- TASK TO CARRY OUT: Transcribe the records below in full; pictures stay out of the copy.

- Object outline annotations:
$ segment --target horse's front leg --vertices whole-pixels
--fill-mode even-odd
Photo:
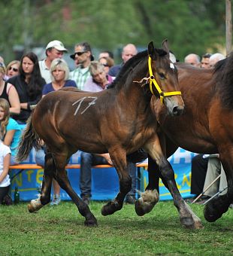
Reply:
[[[96,226],[97,220],[91,212],[89,206],[85,203],[72,188],[67,176],[65,164],[68,157],[65,157],[65,153],[53,154],[56,162],[56,171],[53,172],[53,178],[57,181],[59,186],[69,195],[73,202],[75,203],[79,212],[85,218],[84,224],[86,226]]]
[[[225,148],[229,148],[225,144],[224,144],[224,145]],[[214,197],[204,206],[204,218],[210,222],[213,222],[221,218],[222,214],[228,211],[230,204],[233,202],[233,160],[231,160],[233,157],[231,157],[231,151],[229,150],[228,150],[227,152],[225,152],[224,149],[223,152],[220,150],[219,151],[223,169],[226,175],[228,188],[227,194]]]
[[[123,208],[124,199],[132,187],[132,178],[127,171],[126,153],[122,151],[109,150],[109,154],[115,166],[120,182],[120,191],[116,198],[103,206],[103,215],[109,215]]]
[[[28,209],[30,212],[38,211],[50,201],[52,180],[55,169],[56,166],[52,154],[50,153],[47,153],[44,157],[41,194],[38,198],[31,200],[30,203],[28,205]]]
[[[146,145],[145,148],[153,160],[156,161],[158,171],[159,170],[161,173],[160,176],[173,197],[174,204],[178,210],[181,224],[190,228],[201,227],[201,220],[193,213],[178,190],[174,171],[170,163],[162,152],[159,138],[156,137],[154,143]]]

- EXERCISE RESPONSE:
$ segment --target horse's front leg --vertices whole-pixels
--fill-mode even-odd
Photo:
Reply:
[[[96,226],[97,220],[91,212],[89,206],[85,203],[72,188],[67,176],[65,164],[68,157],[65,157],[65,153],[53,154],[56,162],[56,171],[53,172],[53,178],[57,181],[59,186],[69,195],[73,202],[75,203],[79,212],[85,218],[84,224],[86,226]]]
[[[225,148],[229,148],[225,144],[224,144],[224,145]],[[214,197],[204,206],[204,218],[210,222],[213,222],[221,218],[222,214],[228,211],[230,204],[233,202],[233,160],[231,160],[233,157],[231,157],[231,151],[229,150],[228,150],[227,152],[225,152],[224,149],[223,152],[220,150],[219,151],[223,169],[226,175],[228,188],[227,194]]]
[[[123,208],[124,199],[132,187],[132,178],[127,171],[126,153],[122,151],[109,150],[109,154],[115,166],[120,182],[120,191],[116,198],[103,206],[103,215],[109,215]]]
[[[28,209],[30,212],[38,211],[50,201],[52,180],[55,169],[56,166],[52,154],[50,153],[47,153],[44,157],[41,194],[38,198],[31,200],[30,203],[28,205]]]
[[[146,145],[145,148],[153,160],[156,161],[158,171],[159,170],[161,173],[160,176],[173,197],[174,204],[178,210],[181,224],[190,228],[201,227],[201,220],[193,213],[178,190],[174,171],[170,163],[162,152],[159,138],[156,137],[154,143]]]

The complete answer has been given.